What the exercise asks: Copy each of the following entries again word for word.

┌────────

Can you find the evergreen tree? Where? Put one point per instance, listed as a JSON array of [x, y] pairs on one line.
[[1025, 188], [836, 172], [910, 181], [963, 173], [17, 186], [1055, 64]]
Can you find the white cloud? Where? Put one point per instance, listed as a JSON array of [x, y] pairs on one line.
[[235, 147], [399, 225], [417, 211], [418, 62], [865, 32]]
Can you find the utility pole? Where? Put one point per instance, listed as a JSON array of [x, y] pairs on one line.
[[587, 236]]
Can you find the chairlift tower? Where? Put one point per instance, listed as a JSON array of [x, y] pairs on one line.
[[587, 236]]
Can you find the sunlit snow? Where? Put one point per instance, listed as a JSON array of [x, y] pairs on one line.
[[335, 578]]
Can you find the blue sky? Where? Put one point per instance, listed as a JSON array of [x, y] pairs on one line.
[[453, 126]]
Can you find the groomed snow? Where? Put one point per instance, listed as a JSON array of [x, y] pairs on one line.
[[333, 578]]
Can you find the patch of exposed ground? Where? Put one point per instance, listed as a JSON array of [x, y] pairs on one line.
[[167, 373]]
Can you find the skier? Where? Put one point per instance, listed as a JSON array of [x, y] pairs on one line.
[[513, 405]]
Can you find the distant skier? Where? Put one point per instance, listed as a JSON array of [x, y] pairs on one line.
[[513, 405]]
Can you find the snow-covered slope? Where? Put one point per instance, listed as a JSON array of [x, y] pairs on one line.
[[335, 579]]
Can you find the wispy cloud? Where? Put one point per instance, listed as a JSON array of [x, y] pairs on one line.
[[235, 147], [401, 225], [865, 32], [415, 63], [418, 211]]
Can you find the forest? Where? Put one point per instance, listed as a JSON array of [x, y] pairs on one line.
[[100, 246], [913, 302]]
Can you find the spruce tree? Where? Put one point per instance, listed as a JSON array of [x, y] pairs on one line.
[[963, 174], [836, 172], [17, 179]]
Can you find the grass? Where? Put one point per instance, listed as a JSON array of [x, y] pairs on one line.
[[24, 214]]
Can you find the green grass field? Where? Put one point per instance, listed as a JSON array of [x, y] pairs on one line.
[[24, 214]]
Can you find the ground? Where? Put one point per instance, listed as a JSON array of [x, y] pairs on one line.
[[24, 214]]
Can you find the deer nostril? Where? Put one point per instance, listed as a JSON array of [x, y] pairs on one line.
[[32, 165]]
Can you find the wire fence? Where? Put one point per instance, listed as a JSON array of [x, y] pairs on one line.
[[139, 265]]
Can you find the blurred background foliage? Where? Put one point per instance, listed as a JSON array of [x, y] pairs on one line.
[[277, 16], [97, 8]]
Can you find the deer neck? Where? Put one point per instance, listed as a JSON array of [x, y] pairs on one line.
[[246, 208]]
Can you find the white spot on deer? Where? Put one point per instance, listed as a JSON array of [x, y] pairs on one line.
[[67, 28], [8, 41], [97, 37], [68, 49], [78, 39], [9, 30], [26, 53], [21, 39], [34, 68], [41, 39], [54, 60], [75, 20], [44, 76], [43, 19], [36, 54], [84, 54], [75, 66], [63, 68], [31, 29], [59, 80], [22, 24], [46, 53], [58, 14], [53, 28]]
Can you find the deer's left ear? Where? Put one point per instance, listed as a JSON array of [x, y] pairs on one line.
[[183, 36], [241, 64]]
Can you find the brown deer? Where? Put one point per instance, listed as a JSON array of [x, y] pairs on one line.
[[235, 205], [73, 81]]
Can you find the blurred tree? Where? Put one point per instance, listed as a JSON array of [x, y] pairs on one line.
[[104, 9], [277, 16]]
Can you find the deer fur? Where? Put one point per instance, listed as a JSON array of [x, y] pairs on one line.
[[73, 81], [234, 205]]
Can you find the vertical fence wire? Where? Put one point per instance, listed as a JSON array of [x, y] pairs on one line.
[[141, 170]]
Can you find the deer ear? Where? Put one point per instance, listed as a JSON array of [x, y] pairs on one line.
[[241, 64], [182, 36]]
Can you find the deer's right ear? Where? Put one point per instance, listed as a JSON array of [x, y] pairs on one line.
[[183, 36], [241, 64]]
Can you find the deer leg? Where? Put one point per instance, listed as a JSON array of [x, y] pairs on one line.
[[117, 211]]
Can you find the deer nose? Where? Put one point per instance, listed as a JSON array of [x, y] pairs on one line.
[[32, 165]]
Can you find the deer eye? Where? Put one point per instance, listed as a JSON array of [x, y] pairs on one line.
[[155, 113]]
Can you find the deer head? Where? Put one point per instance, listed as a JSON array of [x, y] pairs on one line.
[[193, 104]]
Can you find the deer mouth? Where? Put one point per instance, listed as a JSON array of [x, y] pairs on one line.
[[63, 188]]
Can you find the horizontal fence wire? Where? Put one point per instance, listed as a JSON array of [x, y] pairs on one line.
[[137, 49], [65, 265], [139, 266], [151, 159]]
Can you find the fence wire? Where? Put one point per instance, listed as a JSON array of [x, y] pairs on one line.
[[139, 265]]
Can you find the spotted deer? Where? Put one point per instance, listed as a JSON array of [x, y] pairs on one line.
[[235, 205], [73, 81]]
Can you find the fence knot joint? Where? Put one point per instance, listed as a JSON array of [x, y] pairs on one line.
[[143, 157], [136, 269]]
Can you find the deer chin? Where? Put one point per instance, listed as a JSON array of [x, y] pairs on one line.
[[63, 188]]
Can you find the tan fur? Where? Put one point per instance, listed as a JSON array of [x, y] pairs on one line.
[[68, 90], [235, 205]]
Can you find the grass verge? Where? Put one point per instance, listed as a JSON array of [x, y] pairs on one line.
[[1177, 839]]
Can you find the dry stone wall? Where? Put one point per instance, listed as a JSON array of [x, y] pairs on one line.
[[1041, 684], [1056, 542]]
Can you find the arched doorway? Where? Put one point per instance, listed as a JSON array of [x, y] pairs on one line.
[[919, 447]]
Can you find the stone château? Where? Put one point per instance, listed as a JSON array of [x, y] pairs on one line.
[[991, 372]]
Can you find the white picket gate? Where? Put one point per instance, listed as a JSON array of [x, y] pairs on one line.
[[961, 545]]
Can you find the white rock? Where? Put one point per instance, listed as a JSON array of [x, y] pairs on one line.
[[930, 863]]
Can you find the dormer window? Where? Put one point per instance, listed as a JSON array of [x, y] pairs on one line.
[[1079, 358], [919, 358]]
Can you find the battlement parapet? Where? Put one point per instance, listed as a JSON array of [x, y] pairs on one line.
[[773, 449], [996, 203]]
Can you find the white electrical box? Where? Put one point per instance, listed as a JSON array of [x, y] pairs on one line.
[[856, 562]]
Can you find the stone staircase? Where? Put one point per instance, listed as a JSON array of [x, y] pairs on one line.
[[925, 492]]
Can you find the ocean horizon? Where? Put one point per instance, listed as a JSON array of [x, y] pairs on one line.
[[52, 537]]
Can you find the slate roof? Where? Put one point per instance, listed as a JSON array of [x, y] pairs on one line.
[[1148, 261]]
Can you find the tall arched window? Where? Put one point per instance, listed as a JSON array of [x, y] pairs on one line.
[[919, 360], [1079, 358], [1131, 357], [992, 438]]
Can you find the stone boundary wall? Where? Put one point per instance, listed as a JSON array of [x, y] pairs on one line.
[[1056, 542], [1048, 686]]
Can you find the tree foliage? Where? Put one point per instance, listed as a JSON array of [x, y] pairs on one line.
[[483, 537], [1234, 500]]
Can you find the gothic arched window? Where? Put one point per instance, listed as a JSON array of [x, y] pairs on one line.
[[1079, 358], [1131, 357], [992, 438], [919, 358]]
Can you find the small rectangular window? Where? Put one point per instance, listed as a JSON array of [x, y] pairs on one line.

└────────

Result for this exercise:
Can you find the evergreen tree? Where? Put one point per instance, listed as a JSON array of [x, y] pairs on one line.
[[1025, 188], [836, 172], [910, 181], [963, 173], [17, 186], [1055, 64]]
Can you find the white cloud? Where? Put one point per instance, listed as a JSON array of [x, y] pairs on one line.
[[235, 147], [399, 225], [417, 211], [418, 62], [865, 32]]
Can you find the utility pole? Where? Put one point per instance, listed as a JSON array of [x, y] pairs on one line.
[[587, 236]]
Can you find the chairlift tower? Where? Put one point per instance, listed as a JSON array of [x, y] pairs on one line.
[[587, 236]]
Can you find the sunlit snow? Where? Put one point per instance, listed as a JSON array of [x, y] pairs on one line.
[[335, 578]]
Can you find the blue sky? Where? Put one point per instance, listed as a JSON array of [x, y] pairs on one line.
[[453, 126]]
Can you find the groomed snow? Where? Put one point per instance, listed as a JSON array of [x, y] pairs on one line.
[[333, 578]]
Can you find the patch of exposed ground? Where? Put one point per instance, listed as a JSON array of [x, y] pairs on one line.
[[167, 373]]
Can you find the skier? Where? Put one point per instance, listed as a JSON array of [x, y] pairs on one line.
[[513, 405]]
Can you find the distant skier? Where? Put one point per instance, listed as a JSON array of [x, y] pairs on one line.
[[513, 405]]
Can you find the snow-covered slope? Where? Put one point per instance, listed as a JSON array of [x, y] pairs on one line.
[[335, 579]]
Can you find the wispy cloud? Where? Put one point per instance, listed as a JSON array of [x, y] pairs on one line.
[[235, 147], [401, 225], [865, 32], [415, 63], [418, 211]]
Can you find the forest? Where? Put one point per instance, listed as a JSON array of [x, y] pairs on one line.
[[100, 246], [913, 302]]
Can you find the spruce tree? Where? Put one point per instance, listed as a JSON array of [x, y] pairs on one line.
[[963, 174], [836, 172], [17, 179]]
Can you find the grass? Where? Put one point per instance, listed as a JSON array of [x, y] pairs on one line.
[[24, 214]]
Can you find the green grass field? Where? Put one point per instance, listed as a JSON array of [x, y] pairs on one line.
[[24, 214]]
Can you find the ground? Where? Put one point per instance, listed as a JSON array of [x, y] pairs on one line.
[[24, 214]]
Can you find the deer nostril? Where? Put one point per instance, listed as a JSON array of [x, y] pairs on one line.
[[32, 165]]
Can you find the wire fence? Where? Put one point per instance, listed as a JSON array of [x, y] pairs on one line.
[[139, 265]]
Can you find the blurred background foliage? Where? Put one point per instance, listed as a JSON array of [x, y] pairs on one line.
[[277, 16], [97, 8]]
Can you find the deer neck? Where? Put one point per instance, listed as a JSON array of [x, y] pairs on one line.
[[246, 208]]
Can you find the white spot on deer? Where? Put one point per instance, listed as a JSON array of [x, y] pairs on one line.
[[67, 28], [8, 41], [97, 37], [68, 49], [78, 39], [9, 30], [26, 53], [21, 39], [34, 68], [41, 39], [54, 60], [75, 20], [44, 76], [43, 19], [36, 54], [84, 54], [75, 66], [63, 68], [31, 29], [59, 80], [22, 24], [46, 53], [58, 14], [53, 28]]
Can you find the deer's left ear? Where? Put one point per instance, listed as a JSON array of [x, y] pairs on one line.
[[183, 36], [241, 64]]
Can you find the brown deer? Where? Put one point per instance, listed as a JSON array of [x, y] pairs on one line.
[[235, 205], [73, 81]]
Can you find the blurred tree? Where? Put one point per instance, listed as a JSON array of [x, y] pairs on one line.
[[104, 9], [277, 16]]
Can you find the deer fur? Where? Put one point per instance, listed as a JSON array of [x, y] pairs on one line.
[[73, 81], [234, 205]]
Can you find the vertical fence wire? Where? Put one point per instance, listed as a JSON array of [x, y] pairs on one line.
[[141, 170]]
Can you find the deer ear? Where? Put one point per instance, listed as a JSON array of [x, y] pairs on one line.
[[241, 64], [182, 36]]
Can you find the deer's right ear? Where? Put one point per instance, listed as a JSON array of [x, y] pairs on one line.
[[183, 36], [241, 64]]
Can you find the deer leg? Where? Put one point per instance, listed as a JSON array of [x, y] pairs on one line.
[[117, 211]]
Can you find the deer nose? Where? Put one point per instance, listed as a JSON array of [x, y] pairs on one line.
[[32, 165]]
Can you find the deer eye? Where? Put one point per instance, listed as a JSON array of [x, y] pairs on one line.
[[155, 113]]
Can you find the deer head? Where? Put one point per instance, listed as a JSON array of [x, y] pairs on one line.
[[193, 104]]
Can you find the deer mouth? Where? Put one point per instance, listed as a JSON array of [x, y] pairs on one line.
[[63, 188]]
Can you find the horizontal fence wire? Where? Put one point per instance, listed as a JSON array of [x, y] pairs on one line.
[[137, 49], [65, 265], [139, 266], [151, 159]]
Can you find the fence wire? Where? Put one point per instance, listed as a JSON array of [x, y] pairs on one line.
[[139, 265]]
Can you find the spotted deer? Where? Put one point per instance, listed as a JSON array of [x, y] pairs on one line.
[[235, 205], [73, 81]]
Can you find the fence knot joint? Where? Put one point per instance, listed as a JSON array of [x, y] pairs on one line.
[[143, 157], [136, 269]]
Can you find the deer chin? Where? Put one point per instance, listed as a JSON array of [x, y] pairs on one line.
[[63, 188]]
Can you find the tan fur? Where? Put one point per instance, listed as a JSON array of [x, y] pairs on one line.
[[68, 90], [235, 205]]
Can you find the grass verge? Where? Put one point per instance, listed as a JSON array of [x, y] pairs on one line.
[[1177, 839]]
Can you find the dry stone wall? Where? Put one point per instance, listed as a JSON array of [x, y] pairs on one line.
[[1041, 684], [1056, 542]]
Can you find the arched doorway? Where? Put one point per instance, listed as a JSON array of [x, y] pairs on one line.
[[919, 447]]
Can you find the stone château? Where? Put one point per instance, listed as a JSON array of [x, y] pairs on one line.
[[991, 372]]
Can you find the white picket gate? Where? Put one point per instance, listed as a JSON array of [x, y] pairs on one line.
[[961, 545]]
Can you find the white rock? Where? Put one point per instance, listed as a JSON array of [x, y] pairs on one line.
[[930, 863]]
Can you find the dormer window? Where? Put one point per instance, listed as a JSON array of [x, y] pairs on one line.
[[1079, 358], [919, 358]]
Can you find the battlement parapet? Where? Put one point per instance, listed as a JSON array of [x, y] pairs on one line.
[[773, 449], [996, 203]]
Can you find the white electrical box? Where? Put one point per instance, listed as a JSON array of [x, y] pairs on one line.
[[856, 562]]
Can you find the stone staircase? Where? Put one point per instance, listed as a JSON array of [x, y] pairs on one line.
[[925, 492]]
Can you find the ocean horizon? Where? Put one point per instance, listed as a JSON array of [x, y] pairs on one line.
[[52, 537]]
Can you find the slate roof? Where? Put one point per instance, listed as a JSON array of [x, y] pairs on one line.
[[1148, 261]]
Can you find the tall arched window? Where? Put one point per instance, listed as a JSON array of [x, y] pairs on one line.
[[919, 360], [1079, 358], [1131, 357], [992, 438]]
Can you find the stone boundary wall? Where? Put one point per instance, listed as a JSON array of [x, y] pairs on one line.
[[1056, 542], [1048, 686]]
Can you find the tree foliage? Where? Put one point per instance, listed as a JSON array of [x, y] pairs on one line.
[[483, 537], [1234, 500]]
Can you find the gothic arched window? Where? Put one point per instance, listed as a JSON array of [x, y] pairs on one line.
[[1079, 358], [1131, 357], [992, 438], [919, 358]]
Can you find the small rectangular window? Where? Put one point per instance, listed as a JSON array of [x, y] pairs on one line.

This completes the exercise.